- Opening Delimiter -

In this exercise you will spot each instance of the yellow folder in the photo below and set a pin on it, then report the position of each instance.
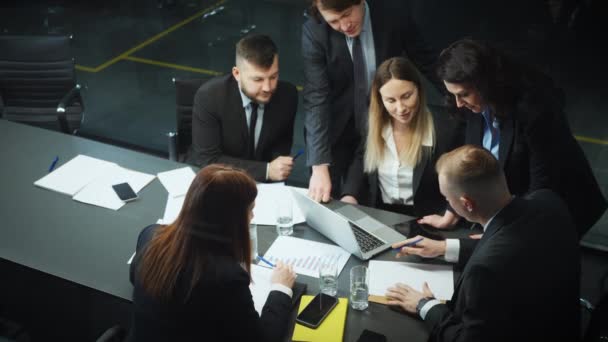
(331, 329)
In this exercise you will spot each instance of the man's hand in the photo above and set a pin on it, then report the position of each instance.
(406, 297)
(319, 188)
(349, 199)
(426, 248)
(448, 220)
(280, 168)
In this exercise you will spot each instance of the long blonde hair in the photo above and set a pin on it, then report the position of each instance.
(422, 128)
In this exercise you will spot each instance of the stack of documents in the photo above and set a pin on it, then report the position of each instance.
(305, 256)
(177, 182)
(384, 274)
(89, 180)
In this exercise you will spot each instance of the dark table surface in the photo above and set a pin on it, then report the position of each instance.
(90, 245)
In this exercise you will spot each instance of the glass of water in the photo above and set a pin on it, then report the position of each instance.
(253, 236)
(285, 214)
(359, 287)
(328, 277)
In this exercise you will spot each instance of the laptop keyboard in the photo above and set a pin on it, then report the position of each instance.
(366, 241)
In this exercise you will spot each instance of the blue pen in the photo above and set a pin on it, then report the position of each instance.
(265, 261)
(411, 243)
(299, 153)
(53, 163)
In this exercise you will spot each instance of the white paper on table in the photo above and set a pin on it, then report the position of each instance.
(131, 259)
(177, 181)
(305, 255)
(384, 274)
(265, 210)
(260, 286)
(172, 209)
(74, 175)
(100, 192)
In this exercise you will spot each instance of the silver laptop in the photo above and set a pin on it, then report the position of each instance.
(349, 227)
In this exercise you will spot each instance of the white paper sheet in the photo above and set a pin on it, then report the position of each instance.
(260, 286)
(305, 255)
(384, 274)
(131, 259)
(74, 175)
(265, 210)
(172, 209)
(100, 193)
(177, 181)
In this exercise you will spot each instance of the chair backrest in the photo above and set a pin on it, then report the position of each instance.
(185, 90)
(36, 73)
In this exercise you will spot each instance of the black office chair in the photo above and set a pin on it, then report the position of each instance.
(114, 334)
(184, 100)
(38, 82)
(597, 330)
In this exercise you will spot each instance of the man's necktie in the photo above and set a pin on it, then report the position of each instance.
(360, 78)
(252, 122)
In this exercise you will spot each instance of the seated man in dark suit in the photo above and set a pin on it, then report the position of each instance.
(246, 118)
(521, 281)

- Closing Delimiter -

● **What the task requires**
Print the whole listing again exactly, please. No pictures.

● **Answer box**
In this exercise you will spot each instance of the yellow folder in the photo below and set a pin on it, then report the position of each instance.
(331, 329)
In this exercise you will spot each instance of the man's hand in the photo above and set a pin on it, then report the position of each instance.
(406, 297)
(319, 188)
(349, 199)
(426, 248)
(448, 220)
(280, 168)
In this exercise you will spot each instance of the long blonde hair in the photo above and set a pin on it, then report the position of each instance.
(422, 128)
In this exercise you will spot each instance of the stack of documents in the photo above and set a pin on it, then report the position of each instance.
(305, 256)
(177, 182)
(384, 274)
(89, 180)
In this exercise you will spot each instance of the dark table surface in the photo above and set a pin on it, then report the position of each instance.
(90, 245)
In this exercise you will spot each instance of the glass of water in the photo above and set a pin on it, then report the position of each instance.
(253, 236)
(285, 214)
(359, 287)
(328, 277)
In this exercise you will spot each instance of the laptop keyboard in the photo above and set a pin on it, then report the position of each instance.
(366, 241)
In this exercise you will spot each instance of the blue pen in the photo above and set a pin on it, then report the position of each instance.
(265, 261)
(411, 243)
(299, 153)
(53, 163)
In this exercise you will spot each instance of the white paper on table in the photo above and set a pin on it, then report the position of each instance.
(131, 259)
(177, 181)
(305, 255)
(384, 274)
(265, 210)
(260, 286)
(172, 209)
(74, 175)
(100, 192)
In this exercise you will spot each instance of the silver laptop in the photo above and set a pin on it, then report the position of each instance.
(349, 227)
In this exercise you will spot each instance of the white paper sheet in the photo above and set a pin on it, then report the position of each instance.
(260, 286)
(305, 255)
(384, 274)
(131, 259)
(74, 175)
(265, 210)
(172, 209)
(100, 193)
(177, 181)
In this exercise you will spot each instance of the chair backrest in the photo above and set a pin on it, then report the position of each instance.
(185, 90)
(36, 73)
In this exercise you will spot each instance of the black office chair in the photo above and set a pin on it, then report the position of each instance.
(114, 334)
(184, 100)
(38, 82)
(597, 330)
In this exercise you will spot each instance of the man's necktie in the photo above and set a pin on it, then report the position of each instance.
(360, 78)
(252, 122)
In this exercise you will spot each instance of the seated man in dark suit in the photo above and set a pin on it, then report the position of each instance.
(246, 118)
(521, 281)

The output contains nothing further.